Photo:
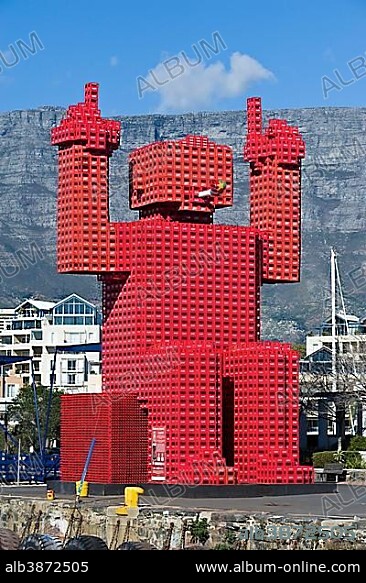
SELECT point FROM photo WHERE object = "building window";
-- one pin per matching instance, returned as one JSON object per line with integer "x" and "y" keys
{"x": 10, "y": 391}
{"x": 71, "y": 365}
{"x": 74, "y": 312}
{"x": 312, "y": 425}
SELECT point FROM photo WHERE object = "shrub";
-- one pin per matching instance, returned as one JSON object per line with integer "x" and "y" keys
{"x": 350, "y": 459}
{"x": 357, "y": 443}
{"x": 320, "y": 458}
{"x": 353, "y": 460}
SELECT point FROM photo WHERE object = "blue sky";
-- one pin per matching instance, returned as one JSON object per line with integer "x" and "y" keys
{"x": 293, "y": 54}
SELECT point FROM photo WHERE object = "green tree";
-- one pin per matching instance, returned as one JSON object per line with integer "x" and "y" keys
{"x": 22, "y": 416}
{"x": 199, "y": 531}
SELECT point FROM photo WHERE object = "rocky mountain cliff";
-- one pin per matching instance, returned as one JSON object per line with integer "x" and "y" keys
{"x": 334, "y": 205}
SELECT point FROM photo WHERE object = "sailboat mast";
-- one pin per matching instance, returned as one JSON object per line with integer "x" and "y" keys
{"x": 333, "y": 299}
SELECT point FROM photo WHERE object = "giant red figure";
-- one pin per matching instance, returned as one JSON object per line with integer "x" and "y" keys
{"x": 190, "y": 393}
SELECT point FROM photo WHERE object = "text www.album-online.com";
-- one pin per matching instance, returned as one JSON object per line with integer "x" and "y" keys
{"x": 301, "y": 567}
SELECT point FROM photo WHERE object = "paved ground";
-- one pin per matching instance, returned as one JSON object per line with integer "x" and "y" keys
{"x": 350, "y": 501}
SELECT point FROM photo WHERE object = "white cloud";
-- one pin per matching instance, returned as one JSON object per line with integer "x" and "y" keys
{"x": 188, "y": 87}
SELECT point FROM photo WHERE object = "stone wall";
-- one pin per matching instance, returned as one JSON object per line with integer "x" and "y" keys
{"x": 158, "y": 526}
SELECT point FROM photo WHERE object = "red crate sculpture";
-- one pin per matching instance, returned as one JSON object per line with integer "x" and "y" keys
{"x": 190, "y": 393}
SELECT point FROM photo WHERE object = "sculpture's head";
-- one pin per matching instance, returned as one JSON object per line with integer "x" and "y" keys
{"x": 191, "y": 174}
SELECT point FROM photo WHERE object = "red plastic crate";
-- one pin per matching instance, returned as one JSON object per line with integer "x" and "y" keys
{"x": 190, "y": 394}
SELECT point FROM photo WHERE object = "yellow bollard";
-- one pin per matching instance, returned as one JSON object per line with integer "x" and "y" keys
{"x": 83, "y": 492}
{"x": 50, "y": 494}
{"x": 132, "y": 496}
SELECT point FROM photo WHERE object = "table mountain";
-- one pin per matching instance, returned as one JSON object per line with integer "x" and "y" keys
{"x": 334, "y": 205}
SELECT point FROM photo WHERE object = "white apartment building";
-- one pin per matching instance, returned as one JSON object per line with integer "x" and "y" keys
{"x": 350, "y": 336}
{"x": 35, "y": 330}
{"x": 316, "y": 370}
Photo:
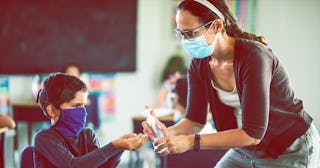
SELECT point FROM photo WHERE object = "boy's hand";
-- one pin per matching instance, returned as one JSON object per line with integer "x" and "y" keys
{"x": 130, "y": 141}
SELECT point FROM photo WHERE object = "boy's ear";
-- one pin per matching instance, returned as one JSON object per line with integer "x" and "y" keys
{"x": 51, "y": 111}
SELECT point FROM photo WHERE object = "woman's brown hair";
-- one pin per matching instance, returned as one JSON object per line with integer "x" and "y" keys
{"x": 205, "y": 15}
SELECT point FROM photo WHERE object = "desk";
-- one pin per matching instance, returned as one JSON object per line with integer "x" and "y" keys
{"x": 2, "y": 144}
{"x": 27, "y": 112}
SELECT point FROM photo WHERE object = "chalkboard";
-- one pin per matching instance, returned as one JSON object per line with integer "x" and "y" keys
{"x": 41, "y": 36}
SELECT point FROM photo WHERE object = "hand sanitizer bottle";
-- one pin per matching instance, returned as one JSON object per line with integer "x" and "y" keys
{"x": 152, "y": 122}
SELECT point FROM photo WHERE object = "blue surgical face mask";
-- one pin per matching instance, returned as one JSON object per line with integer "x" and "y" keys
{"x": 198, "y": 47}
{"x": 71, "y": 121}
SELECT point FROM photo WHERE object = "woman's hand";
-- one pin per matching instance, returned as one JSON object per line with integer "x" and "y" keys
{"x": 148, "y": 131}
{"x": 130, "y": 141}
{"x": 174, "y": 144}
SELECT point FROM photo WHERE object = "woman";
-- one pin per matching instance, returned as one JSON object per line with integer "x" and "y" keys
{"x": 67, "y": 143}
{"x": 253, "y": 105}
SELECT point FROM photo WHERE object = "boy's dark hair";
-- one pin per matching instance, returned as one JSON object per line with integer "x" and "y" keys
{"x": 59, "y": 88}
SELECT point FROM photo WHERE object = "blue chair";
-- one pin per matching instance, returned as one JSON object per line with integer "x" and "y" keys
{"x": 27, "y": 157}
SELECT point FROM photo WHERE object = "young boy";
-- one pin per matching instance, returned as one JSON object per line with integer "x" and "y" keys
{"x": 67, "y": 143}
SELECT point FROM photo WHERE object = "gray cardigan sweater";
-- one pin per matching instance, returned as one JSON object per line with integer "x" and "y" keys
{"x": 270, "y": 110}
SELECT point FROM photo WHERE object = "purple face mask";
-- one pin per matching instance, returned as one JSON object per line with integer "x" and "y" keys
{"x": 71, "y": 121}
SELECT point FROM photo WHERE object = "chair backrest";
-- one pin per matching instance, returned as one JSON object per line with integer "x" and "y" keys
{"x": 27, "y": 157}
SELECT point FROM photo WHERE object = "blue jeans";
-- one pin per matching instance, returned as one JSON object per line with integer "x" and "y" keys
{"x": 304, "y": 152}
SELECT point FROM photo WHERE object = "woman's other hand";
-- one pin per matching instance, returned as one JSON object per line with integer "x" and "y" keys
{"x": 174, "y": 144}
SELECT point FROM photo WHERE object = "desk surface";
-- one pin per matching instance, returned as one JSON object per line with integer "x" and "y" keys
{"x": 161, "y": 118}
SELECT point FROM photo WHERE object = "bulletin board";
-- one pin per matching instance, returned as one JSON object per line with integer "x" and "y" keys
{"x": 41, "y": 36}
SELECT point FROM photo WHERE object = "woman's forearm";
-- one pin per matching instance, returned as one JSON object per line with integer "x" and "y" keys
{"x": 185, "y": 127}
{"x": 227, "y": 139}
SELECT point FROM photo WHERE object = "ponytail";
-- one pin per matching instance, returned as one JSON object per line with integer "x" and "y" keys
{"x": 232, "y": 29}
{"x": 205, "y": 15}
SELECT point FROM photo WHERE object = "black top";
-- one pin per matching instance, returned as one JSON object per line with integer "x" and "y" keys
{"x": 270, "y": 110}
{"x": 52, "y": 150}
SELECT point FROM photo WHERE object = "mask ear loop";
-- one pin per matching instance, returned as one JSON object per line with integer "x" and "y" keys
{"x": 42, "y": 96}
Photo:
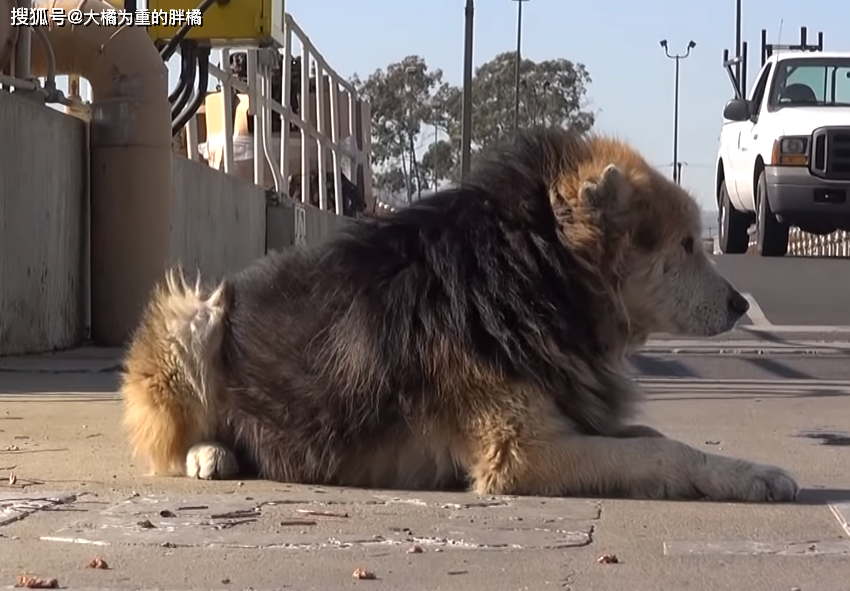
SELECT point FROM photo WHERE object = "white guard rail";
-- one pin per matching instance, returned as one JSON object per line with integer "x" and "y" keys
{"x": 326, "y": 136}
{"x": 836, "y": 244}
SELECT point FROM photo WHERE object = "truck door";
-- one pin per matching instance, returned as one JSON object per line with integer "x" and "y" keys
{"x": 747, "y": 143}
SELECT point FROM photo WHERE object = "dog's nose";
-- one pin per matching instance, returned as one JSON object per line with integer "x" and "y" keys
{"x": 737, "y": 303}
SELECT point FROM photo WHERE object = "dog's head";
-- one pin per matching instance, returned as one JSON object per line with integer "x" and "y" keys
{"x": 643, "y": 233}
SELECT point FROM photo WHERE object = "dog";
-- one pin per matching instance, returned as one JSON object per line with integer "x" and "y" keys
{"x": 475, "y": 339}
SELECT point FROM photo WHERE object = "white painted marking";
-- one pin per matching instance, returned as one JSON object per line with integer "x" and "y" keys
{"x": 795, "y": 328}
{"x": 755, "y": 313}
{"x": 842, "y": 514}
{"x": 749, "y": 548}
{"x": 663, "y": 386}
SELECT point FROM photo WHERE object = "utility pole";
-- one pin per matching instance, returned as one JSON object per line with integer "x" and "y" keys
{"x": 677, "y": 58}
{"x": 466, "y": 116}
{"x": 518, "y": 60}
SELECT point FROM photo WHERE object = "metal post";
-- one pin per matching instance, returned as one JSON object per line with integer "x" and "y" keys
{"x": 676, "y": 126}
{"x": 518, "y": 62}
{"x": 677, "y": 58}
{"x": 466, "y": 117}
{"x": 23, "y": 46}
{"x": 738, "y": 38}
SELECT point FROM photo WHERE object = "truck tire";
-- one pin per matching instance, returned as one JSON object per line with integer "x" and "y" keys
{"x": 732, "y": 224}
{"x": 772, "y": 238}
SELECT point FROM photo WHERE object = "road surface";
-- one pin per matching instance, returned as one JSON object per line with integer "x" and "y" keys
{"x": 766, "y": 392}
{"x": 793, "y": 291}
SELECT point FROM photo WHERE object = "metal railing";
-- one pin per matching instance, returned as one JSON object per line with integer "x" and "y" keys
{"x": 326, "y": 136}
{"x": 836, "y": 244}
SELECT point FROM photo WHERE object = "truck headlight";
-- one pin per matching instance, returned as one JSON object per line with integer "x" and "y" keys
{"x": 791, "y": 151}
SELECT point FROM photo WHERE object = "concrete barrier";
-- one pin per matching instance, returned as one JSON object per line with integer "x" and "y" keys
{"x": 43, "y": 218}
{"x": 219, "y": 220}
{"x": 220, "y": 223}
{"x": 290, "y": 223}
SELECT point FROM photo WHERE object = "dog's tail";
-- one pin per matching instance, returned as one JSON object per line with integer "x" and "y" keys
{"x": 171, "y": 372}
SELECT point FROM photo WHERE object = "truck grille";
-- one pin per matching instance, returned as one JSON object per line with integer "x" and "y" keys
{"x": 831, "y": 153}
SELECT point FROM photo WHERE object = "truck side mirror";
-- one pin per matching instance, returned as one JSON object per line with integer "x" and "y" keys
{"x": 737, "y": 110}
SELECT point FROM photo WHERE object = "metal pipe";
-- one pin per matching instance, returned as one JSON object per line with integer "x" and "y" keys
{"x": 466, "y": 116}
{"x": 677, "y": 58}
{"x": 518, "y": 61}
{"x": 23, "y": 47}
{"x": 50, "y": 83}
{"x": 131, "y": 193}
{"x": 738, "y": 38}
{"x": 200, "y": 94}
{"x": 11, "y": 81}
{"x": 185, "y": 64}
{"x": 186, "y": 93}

——

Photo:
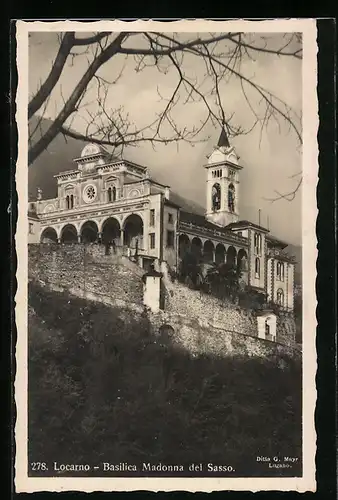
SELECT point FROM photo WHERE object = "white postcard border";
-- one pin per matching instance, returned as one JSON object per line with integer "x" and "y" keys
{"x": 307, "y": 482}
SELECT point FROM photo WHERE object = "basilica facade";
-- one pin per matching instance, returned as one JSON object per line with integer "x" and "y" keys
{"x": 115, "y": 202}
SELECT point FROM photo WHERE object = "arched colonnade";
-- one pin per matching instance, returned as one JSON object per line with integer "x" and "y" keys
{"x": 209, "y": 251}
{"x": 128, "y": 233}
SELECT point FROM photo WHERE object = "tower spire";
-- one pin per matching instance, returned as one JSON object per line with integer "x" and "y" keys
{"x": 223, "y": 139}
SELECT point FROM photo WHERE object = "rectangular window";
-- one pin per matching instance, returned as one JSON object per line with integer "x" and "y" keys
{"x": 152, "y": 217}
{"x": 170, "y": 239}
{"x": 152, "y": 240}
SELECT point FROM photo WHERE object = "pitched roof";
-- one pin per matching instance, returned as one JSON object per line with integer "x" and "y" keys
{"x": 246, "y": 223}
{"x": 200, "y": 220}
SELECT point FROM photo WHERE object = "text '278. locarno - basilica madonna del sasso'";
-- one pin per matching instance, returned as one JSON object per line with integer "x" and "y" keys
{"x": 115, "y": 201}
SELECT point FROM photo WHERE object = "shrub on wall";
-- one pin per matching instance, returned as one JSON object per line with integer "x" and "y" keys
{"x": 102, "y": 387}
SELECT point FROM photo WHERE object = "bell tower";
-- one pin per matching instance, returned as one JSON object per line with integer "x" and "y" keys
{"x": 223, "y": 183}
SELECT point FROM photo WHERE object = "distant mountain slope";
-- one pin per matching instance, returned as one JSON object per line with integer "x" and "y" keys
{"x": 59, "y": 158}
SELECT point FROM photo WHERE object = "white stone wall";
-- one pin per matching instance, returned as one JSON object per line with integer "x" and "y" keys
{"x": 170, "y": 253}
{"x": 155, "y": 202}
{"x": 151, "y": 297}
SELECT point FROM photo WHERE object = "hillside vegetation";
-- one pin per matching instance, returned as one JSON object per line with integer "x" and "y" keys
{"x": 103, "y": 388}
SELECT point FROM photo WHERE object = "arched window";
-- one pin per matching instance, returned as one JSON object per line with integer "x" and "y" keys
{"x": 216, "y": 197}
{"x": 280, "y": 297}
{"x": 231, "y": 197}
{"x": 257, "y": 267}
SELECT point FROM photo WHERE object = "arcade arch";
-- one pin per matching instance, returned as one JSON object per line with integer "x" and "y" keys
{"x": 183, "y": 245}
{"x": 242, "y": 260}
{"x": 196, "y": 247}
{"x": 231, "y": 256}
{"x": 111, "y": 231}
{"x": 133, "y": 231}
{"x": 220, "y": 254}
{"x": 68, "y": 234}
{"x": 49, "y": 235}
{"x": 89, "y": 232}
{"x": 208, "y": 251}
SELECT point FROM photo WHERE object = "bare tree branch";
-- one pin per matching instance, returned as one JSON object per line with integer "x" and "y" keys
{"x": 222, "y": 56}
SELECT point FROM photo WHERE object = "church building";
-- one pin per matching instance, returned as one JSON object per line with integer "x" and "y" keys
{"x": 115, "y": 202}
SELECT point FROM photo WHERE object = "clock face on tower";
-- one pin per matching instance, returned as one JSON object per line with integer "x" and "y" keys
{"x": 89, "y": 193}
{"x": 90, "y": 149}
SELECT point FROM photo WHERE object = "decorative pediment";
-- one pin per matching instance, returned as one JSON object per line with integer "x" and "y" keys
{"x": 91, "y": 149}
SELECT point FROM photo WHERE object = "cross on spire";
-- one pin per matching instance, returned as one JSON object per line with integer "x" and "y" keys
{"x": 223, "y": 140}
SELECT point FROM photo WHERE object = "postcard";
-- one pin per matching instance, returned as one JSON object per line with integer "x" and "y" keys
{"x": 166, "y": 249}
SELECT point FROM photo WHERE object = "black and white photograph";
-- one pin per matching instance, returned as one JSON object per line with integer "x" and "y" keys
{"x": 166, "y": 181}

——

• What you are asked to do: State how many of the lines above contain the word "arched", treating uppercase and lowercase letters as distinct. Give only the number.

• Result of this task: 2